> **Data**
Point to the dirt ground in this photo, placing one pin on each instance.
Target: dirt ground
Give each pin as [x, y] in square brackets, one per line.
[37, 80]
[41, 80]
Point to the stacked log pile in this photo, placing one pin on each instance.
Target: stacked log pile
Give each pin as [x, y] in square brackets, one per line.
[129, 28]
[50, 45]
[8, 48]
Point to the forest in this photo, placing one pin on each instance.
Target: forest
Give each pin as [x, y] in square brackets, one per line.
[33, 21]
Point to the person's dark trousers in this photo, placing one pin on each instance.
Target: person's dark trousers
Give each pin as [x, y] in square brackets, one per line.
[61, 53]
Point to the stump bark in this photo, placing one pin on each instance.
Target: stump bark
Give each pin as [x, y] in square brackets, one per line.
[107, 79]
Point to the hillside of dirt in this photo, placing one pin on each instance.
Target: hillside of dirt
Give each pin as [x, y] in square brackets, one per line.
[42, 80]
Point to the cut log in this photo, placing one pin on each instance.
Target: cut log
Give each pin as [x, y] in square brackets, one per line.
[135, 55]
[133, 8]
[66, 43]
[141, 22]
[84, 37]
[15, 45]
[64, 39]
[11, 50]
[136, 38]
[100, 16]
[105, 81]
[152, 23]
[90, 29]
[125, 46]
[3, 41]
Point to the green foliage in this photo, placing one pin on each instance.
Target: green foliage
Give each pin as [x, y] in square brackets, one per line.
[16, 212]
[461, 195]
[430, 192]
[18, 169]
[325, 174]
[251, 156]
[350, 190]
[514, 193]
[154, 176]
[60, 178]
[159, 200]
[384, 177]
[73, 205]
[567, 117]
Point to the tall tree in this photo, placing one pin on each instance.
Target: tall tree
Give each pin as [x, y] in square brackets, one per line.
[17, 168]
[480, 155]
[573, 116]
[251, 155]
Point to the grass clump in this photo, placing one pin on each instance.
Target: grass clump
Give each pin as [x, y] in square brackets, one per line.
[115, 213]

> **Task instructions**
Rewrite the material from the line containing "Point to the grass" through the last line as a JSON list of strings, one string per line, leaving out any blank lines.

> **Reply**
[
  "Point to the grass clump in this photo, placing one pin on each instance.",
  "Target: grass clump",
  "Give each pin as [x, y] in square brackets, one per line.",
  "[115, 213]"
]